§ PASSAGE GIVEN
:::::

Could I think the Grid as a matrix, and Blocks as first level of matrix partitioning from Grid to (rowBlock, columnBlock, depthBlock?) Blocks(So there will be rowBlock * columnBlock * depthBlock blocks per grid), and Threads as second level of matrix partitioning from Blocks to (rowThread, columnThread, depthThread) Threads(So there will be rowThread * columnThread * depthThread threads per block)?
So, the total number of threads would be (rowBlock * columnBlock * depthBlock * rowThread * columnThread * depthThread) threads in total? That is (2 * 3 * 1 * 3 * 4 * 1) threads in the picture above?

firebb

I think we could also think it as Nx * Ny = 72 threads. We partition it into 23 = 6 blocks and each blocks contains 34 = 12 threads. This explains the code. Note that in the code the block and numblocks are defined in 3D, but the last dimension is 1.

cwchang

From this tutorial, both numBlocks and threadsPerBlock can be either a 3 dimension vector or just an int. For example, dim3(w, 1, 1) equals to w. I think using just an integer to think about the number of threads per block and the number of blocks is more intuitive. After having some sense, thinking about 3 dimensional numBlocks or threadsPerBlock will be much easier.

:::::

§ RAW DATA
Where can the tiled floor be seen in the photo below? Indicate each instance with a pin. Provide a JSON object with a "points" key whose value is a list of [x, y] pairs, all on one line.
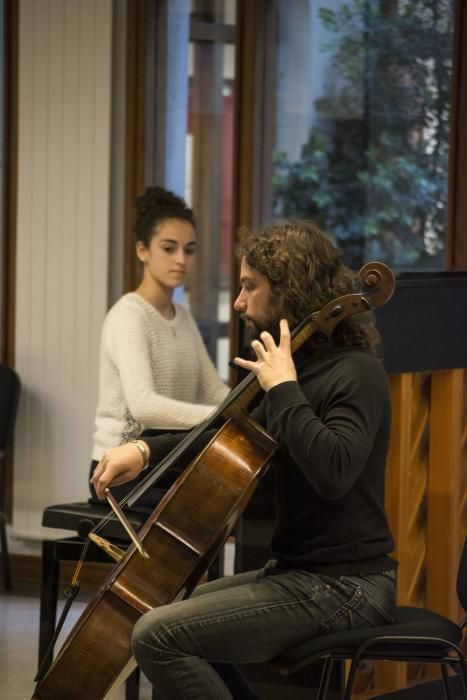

:::::

§ YOUR TASKS
- a) List the dimension names that the opening post of the CUDA grid discussion gives for partitioning a grid into blocks and a block into threads.
- b) Carry on the CUDA grid discussion from its last sentence.
The data is separate from the CUDA grid discussion.

§ ANSWER LIST
- a) rowBlock, columnBlock, depthBlock, rowThread, columnThread, depthThread

- b)
RomanArena

In the slides, it assumes that A,B,C are allocated Nx * Ny float arrays, so we can think the CUDA program allocates 72 concurrent threads to do the matrixAdd function.

username

Would changing the dimensions of threads per block to let's say 6,2,1 or 12,1,1 have any affect on the performance of the code? Should we try to keep the dimensions as close to squares as possible?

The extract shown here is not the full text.